> _Material for this exercise_:
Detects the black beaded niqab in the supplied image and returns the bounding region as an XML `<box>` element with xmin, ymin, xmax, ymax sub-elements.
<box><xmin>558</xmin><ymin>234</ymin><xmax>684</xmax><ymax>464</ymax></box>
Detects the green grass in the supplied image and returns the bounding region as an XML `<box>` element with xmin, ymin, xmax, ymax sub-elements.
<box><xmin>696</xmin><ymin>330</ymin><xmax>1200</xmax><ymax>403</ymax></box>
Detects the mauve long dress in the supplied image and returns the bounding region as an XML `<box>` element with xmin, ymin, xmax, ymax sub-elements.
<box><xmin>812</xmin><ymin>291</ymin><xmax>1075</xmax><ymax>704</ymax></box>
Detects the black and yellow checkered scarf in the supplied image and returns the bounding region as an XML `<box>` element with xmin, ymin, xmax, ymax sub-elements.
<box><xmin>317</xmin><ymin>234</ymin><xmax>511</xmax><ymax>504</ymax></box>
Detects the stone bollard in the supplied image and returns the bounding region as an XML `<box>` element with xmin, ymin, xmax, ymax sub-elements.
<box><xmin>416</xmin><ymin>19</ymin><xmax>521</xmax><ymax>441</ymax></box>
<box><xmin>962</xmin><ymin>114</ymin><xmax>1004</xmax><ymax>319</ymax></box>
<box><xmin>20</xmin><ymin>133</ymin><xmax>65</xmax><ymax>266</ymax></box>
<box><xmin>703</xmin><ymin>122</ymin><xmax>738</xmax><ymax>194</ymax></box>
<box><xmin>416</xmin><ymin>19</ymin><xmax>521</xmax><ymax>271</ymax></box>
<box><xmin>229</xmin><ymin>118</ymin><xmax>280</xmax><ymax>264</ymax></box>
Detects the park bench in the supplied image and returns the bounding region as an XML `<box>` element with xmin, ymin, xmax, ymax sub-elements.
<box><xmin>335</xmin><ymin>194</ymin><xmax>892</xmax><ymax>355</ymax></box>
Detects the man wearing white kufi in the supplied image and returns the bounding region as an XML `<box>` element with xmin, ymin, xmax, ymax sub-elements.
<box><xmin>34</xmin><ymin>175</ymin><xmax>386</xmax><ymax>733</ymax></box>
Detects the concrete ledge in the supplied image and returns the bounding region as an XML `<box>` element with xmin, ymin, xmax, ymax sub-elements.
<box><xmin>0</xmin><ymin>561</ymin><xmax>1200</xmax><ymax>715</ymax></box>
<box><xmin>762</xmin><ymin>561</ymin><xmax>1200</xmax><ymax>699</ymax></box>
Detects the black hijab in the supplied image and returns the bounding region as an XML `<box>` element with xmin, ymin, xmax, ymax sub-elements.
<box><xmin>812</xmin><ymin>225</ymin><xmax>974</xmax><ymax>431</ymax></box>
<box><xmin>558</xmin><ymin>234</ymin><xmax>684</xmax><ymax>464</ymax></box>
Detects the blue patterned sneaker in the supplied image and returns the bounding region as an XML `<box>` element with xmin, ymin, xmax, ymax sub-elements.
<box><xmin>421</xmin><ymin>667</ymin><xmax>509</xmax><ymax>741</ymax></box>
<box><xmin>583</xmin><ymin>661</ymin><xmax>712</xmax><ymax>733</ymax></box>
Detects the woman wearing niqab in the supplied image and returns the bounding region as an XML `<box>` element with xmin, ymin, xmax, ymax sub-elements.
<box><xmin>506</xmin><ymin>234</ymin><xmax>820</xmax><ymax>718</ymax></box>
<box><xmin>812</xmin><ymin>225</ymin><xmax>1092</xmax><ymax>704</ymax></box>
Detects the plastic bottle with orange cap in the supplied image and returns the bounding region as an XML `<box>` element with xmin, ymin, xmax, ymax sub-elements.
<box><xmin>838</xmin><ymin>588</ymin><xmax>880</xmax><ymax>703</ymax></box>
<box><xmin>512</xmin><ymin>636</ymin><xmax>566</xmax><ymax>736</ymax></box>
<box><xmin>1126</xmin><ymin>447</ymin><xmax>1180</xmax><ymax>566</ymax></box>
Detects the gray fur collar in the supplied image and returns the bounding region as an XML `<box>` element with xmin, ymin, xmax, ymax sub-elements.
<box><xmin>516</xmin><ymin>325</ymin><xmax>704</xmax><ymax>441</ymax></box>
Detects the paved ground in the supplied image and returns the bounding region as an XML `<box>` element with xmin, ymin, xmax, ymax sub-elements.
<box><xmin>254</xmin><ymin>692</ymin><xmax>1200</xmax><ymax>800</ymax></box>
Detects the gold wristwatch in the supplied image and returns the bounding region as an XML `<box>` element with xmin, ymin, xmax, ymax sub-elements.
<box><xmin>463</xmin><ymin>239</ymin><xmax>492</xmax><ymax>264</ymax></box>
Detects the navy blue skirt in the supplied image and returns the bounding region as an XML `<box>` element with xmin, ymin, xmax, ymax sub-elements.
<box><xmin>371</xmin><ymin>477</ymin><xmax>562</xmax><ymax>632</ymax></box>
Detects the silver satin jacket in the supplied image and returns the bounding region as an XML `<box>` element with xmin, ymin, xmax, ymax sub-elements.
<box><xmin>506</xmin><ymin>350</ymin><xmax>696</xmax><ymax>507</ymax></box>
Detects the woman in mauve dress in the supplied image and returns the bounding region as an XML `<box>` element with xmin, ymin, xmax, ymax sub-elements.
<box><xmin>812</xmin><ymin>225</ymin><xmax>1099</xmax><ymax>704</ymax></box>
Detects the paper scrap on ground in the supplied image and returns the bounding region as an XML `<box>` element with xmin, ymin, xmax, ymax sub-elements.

> _Work to complete_:
Extract every line above that includes the word "concrete", and reproduce each one in full.

> _Solved exercise_:
Detects the concrete ledge in the supplied image and returns the bounding region as an XML `<box>` element with xmin, ymin, xmax, ymax sub-elements.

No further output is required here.